*TO DO*.
Reproduce every entry in the listing without alteration.

(Pointing records)

• • •

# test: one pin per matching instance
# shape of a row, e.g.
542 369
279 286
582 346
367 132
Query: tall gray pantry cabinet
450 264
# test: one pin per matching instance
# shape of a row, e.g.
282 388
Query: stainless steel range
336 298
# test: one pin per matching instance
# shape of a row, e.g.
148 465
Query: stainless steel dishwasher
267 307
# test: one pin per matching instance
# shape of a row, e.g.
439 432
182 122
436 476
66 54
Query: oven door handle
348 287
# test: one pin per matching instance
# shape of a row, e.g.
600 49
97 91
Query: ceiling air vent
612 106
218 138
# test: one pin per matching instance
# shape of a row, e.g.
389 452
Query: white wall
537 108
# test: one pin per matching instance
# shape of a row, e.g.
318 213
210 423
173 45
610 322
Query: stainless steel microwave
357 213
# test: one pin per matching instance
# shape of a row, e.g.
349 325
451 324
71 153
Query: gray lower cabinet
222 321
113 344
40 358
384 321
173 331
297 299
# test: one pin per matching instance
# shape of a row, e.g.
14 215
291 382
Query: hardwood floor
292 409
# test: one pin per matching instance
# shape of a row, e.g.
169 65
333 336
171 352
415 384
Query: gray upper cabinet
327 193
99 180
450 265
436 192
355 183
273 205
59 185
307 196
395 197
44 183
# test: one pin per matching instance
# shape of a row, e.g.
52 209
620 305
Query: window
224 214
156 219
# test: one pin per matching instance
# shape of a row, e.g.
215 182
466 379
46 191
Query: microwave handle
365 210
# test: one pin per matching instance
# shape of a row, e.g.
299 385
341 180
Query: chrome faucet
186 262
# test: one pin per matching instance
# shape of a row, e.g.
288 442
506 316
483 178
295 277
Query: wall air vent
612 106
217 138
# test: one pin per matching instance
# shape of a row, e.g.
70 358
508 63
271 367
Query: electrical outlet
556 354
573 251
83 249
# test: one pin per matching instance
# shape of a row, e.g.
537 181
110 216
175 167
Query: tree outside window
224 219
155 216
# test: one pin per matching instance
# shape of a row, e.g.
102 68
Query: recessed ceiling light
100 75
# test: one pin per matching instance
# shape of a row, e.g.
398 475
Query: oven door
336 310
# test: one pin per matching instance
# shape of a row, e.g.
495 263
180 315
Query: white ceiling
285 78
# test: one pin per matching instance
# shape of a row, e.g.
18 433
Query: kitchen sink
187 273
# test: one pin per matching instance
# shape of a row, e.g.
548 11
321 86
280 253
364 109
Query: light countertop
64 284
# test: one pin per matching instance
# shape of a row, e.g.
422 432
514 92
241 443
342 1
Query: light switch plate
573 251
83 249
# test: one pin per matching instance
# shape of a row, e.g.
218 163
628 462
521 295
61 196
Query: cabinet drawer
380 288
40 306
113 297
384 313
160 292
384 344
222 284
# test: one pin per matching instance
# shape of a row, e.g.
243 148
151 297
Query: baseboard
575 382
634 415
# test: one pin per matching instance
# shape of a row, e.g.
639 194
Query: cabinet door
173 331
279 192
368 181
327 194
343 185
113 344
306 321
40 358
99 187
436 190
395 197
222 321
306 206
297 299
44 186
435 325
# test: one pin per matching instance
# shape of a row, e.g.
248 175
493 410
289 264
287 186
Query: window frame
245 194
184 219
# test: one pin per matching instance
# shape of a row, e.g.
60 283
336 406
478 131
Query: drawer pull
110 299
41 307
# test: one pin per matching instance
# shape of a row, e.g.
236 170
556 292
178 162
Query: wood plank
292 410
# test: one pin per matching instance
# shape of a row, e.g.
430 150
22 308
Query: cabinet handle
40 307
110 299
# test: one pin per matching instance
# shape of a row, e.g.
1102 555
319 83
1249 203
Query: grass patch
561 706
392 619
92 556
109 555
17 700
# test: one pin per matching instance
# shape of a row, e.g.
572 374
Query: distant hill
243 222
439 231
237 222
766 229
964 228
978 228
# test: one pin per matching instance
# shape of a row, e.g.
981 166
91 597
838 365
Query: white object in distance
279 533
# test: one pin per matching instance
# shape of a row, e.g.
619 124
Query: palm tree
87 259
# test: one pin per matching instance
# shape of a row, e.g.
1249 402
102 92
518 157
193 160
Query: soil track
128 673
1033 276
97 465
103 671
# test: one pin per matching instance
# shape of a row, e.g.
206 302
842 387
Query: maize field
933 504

• • •

*EXPECTED ANSWER*.
# test: one pin per matching instance
# shape of a row, e.g.
542 369
279 286
582 346
367 132
Query: tall gray pantry cabinet
450 264
# test: one pin per matching instance
# shape of a row, e.g.
282 388
Query: stainless steel range
336 298
# test: one pin per matching instance
# shape of a row, e.g.
148 465
Query: stainless steel dishwasher
267 307
# test: one pin per matching instance
# shape of a row, e.g.
439 432
182 122
436 476
66 54
Query: oven door handle
348 287
# test: one pin per matching instance
# shape of a row, e.g.
600 49
97 91
Query: ceiling air vent
612 106
218 138
# test: one pin per matching instance
# shape of a row, e.g.
389 452
Query: white wall
537 108
# test: one pin per matching instance
# shape of a row, e.g.
318 213
210 423
173 45
610 322
Query: stainless steel microwave
357 213
# test: one pin per matching instance
# shape of a row, e.g.
349 325
451 324
71 153
Query: gray lower cabinet
222 321
113 344
40 358
384 321
173 331
297 299
# test: one pin per matching instance
# shape of a row, e.g.
14 215
291 382
Query: hardwood floor
292 409
# test: one pin per matching instance
# shape of a row, e.g.
169 65
333 336
171 352
415 384
Query: gray upper cabinet
327 193
99 180
450 265
436 192
355 183
273 205
59 185
307 196
395 197
44 183
# test: one pin per matching instance
# shape of a row, e.g.
52 209
620 305
Query: window
224 214
156 219
# test: one pin per matching instance
# shape of a row, e.g.
215 182
466 379
46 191
Query: microwave handle
365 210
# test: one pin per matching instance
# shape of a row, e.g.
299 385
341 180
Query: chrome faucet
186 262
# test: one pin per matching instance
# shape of a row, e.g.
288 442
506 316
483 178
295 277
Query: wall air vent
612 106
217 138
# test: one pin per matching instance
# shape of a row, e.g.
70 358
508 63
271 367
Query: electrical outlet
556 354
573 251
83 249
# test: one pin per matching instance
# shape of a row, e.g.
537 181
110 216
175 167
Query: tree outside window
224 219
155 216
# test: one pin per matching instance
# shape of a row, e.g.
102 68
Query: recessed ceiling light
100 75
# test: one pin per matching instance
# shape of a row, e.g.
398 475
Query: oven door
336 310
# test: one pin per matching instance
# shape of a row, e.g.
495 263
180 315
Query: white ceiling
285 78
# test: one pin per matching instance
# shape of a row, e.g.
18 433
Query: kitchen sink
187 273
# test: one pin per matching instance
# shape of a row, e.g.
548 11
321 86
280 253
364 109
Query: light countertop
64 284
# test: one pin per matching instance
# shape of a row, e.g.
422 432
514 92
241 443
342 1
Query: light switch plate
573 251
83 249
# test: one pin per matching instance
# shape of a row, e.g.
218 163
628 462
521 295
61 196
Query: cabinet drawer
380 288
40 306
113 297
384 313
160 292
384 344
222 284
# test: one pin per matching instance
# shape of a row, e.g.
243 148
151 297
Query: baseboard
575 382
634 415
# test: one pin per matching instance
# shape of a row, e.g.
639 194
Query: cabinet door
173 331
279 192
368 181
327 194
343 185
113 344
306 321
40 358
99 187
436 190
395 197
222 321
306 206
297 299
44 186
435 325
# test: one pin per matching instance
# shape of a row, e.g.
248 175
493 410
289 264
287 186
Query: window frame
245 194
184 219
# test: one pin per matching instance
# shape of a row, e.g.
60 283
336 406
478 131
Query: drawer pull
110 299
41 307
# test: one pin per matching instance
# shape of a row, e.g.
236 170
556 292
178 162
Query: wood plank
292 410
# test: one pin per matching instance
# shape of a row, e.g.
430 150
22 308
Query: cabinet handle
40 307
110 299
# test: one pin per matching instance
# shape of a row, e.g.
1102 555
319 83
1249 203
Query: grass patch
561 706
392 619
92 556
109 555
17 700
# test: one pin per matching instance
# shape of a row, e.g.
572 374
Query: distant hill
243 222
439 231
237 222
766 229
964 228
978 228
# test: one pin per matching instance
# shape of a row, e.g.
981 166
91 597
838 365
Query: white object in distance
279 533
# test: one pin per matching instance
# shape of a row, e.g.
619 124
Query: palm tree
87 259
# test: one pin per matching instance
# shape of a row, e.g.
1249 402
102 92
518 157
193 160
Query: soil track
128 673
1033 276
97 465
103 671
# test: one pin per matching instance
# shape of a row, e.g.
206 302
842 387
Query: maize field
933 504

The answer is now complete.